**READING TEXT**
-----
Louise Harel (born April 22, 1946) is a Quebec politician. In 2005 she served as interim leader of the Parti Québécois following the resignation of Bernard Landry. She was also interim leader of the opposition in the National Assembly of Quebec. She represented the riding of Hochelaga-Maisonneuve in the Montreal region, and its predecessors, from 1981 to 2008. She ran for Mayor of Montreal as the representative of the Vision Montreal municipal political party in the 2009 election, but was defeated by incumbent Gérald Tremblay. In the 2013 Montreal election, Harel supported federalist Marcel Côté for mayor but failed to be elected to her own council seat.
-----
**EXERCISE TASKS**
• a. From the biographical text on Louise Harel, list every person it names other than Harel herself.
• b. Carry the biographical text on Louise Harel forward with the next passage after its final sentence.

**INFORMATION SHOWN**
-----
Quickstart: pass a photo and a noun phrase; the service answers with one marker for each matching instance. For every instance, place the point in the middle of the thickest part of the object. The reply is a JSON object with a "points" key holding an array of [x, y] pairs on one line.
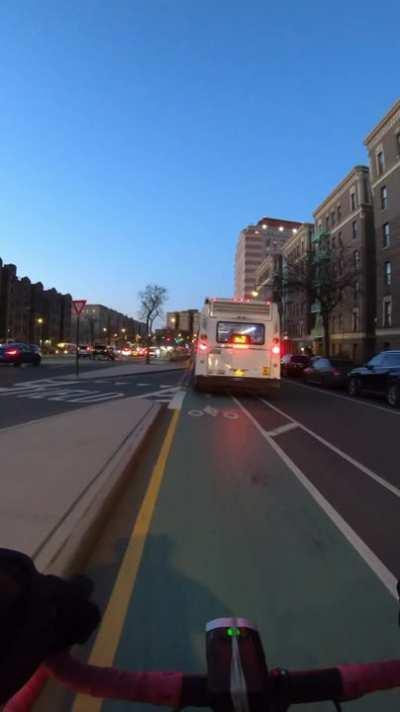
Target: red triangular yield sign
-----
**RESPONSES TO THE TASKS**
• a. Bernard Landry, Gérald Tremblay, Marcel Côté

• b.
Life and career
Harel was born in Sainte-Thérèse-de-Blainville, Quebec. She graduated in 1977 from the Université de Montréal with a law degree and was admitted to the bar in 1978. She worked at the national secretariat, the Centre des services sociaux de Montréal and the Social Development Council of Metropolitan Montreal as a staff member. She has been a member of the Parti Québécois (PQ) since 1970 and was the president of the party in Montreal-Centre in the  1970s and the vice-president of the party province wide from 1979 to 1981.

She was first elected to the National Assembly in the 1981 election as the Member of the National Assembly (MNA) for Maisonneuve. In 1984, she was appointed Minister of Cultural Communities and Immigration by Quebec Premier René Lévesque, and served until the government's electoral defeat in the 1985 election. She retained her seat that year and in 1989 (when it was renamed Hochelaga-Maisonneuve), however, and served in opposition for the next five years.

When the PQ returned to power in the 1994 election under the leadership of Jacques Parizeau, she returned to cabinet as Minister of Employment and minister responsible for immigration.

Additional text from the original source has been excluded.